● **Text to read**:
*-*-*
# x86_64 , linux-2.6.20-xen-r4 , Xen  fail building

## zavaxxx

I am following this xen guide:

http://gentoo-wiki.com/HOWTO_Xen_and_Gentoo

When I arrive at the point where i have to build the  Domain U Kernel Configuration, i deselect 

[ ] Privileged Guest (domain 0)

< > Backend driver support

but i get:

arch/x86_64/kernel/built-in.o: In function `intel_bugs':

early-quirks.c :Sad: .text+0xcfa4): undefined reference to `quirk_intel_irqbalance'

make: *** [.tmp_vmlinux1] Error 1

How/what can I do? 

I'd like also to know if I have to use the gentoo xen sources or if i can use the latest vanilla kernel and then apply "the" xen patch. 

Does a xen patch exist?

Thanks in advance and sorry for my bad english

----------

## bushvin

I had the exact same problem.

I solved it by removing SMP from my Guest kernel...

Check out this thread.

----------

## feiticeir0

Thxxxxx   :Very Happy: 

I had the same problem and it work !!!

Cheers

----------

## zavaxxx

yes thanks for the the tip, it works, but now i am in trouble again; I am following the guide linked in the first post, I am in

pwd

/usr/src/linux-2.6.20-xen-r6

and when I have to type the following command:

make world

I get the following error:

scripts/kconfig/conf -s arch/x86_64/Kconfig

***

*** You have not yet configured your kernel!
*-*-*
● **Data**:
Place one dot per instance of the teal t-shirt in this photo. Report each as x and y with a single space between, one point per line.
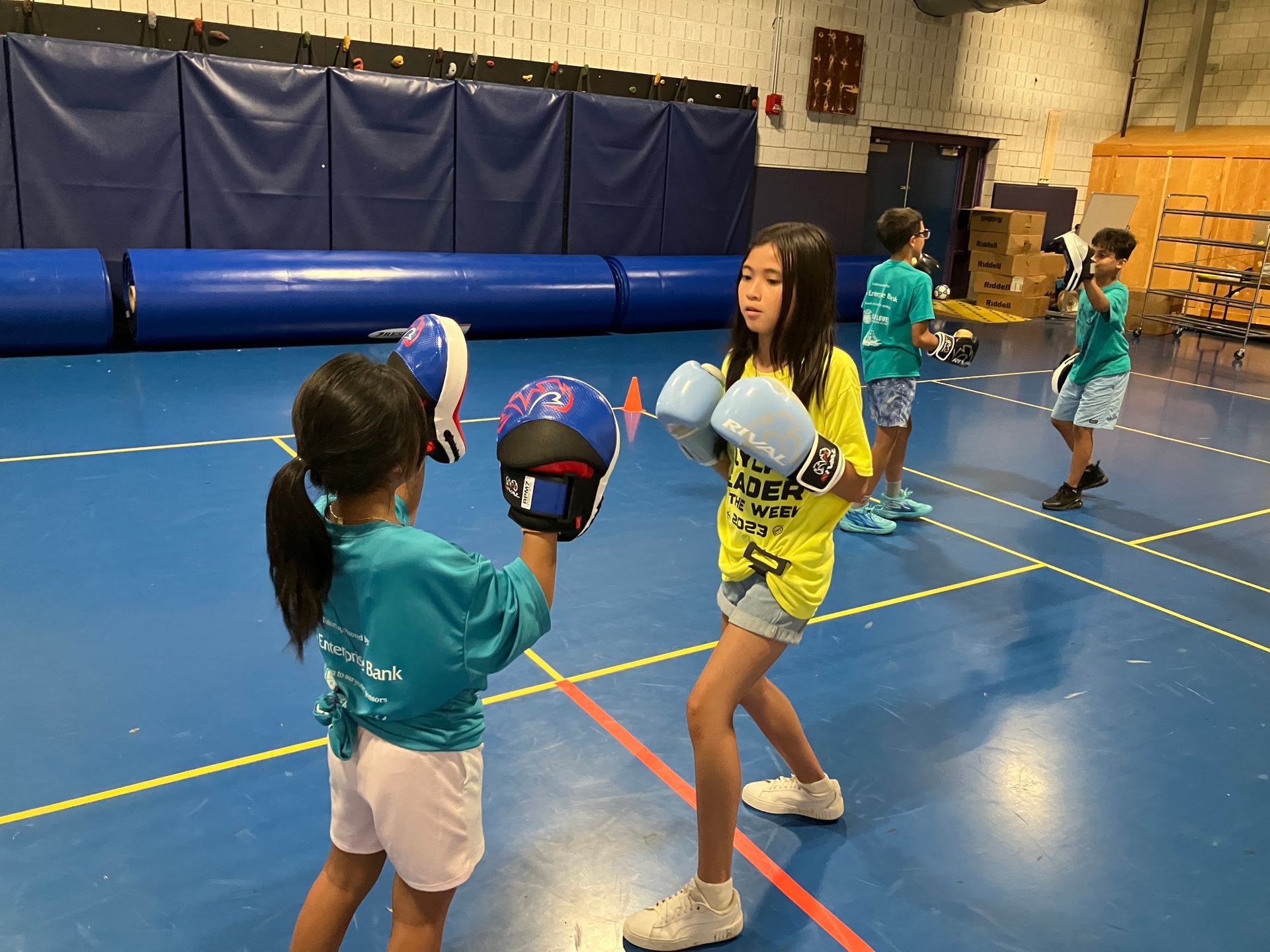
*-*-*
● **Objectives**:
a) Write out the passage of the Xen build thread starting with "Does a xen patch" and going on through "my Guest kernel...".
b) In the Xen build thread, what did bushvin remove to solve the build problem?

● **Task responses**:
a)
Does a xen patch exist?

Thanks in advance and sorry for my bad english

----------

## bushvin

I had the exact same problem.

I solved it by removing SMP from my Guest kernel...

b) SMP, from the Guest kernel.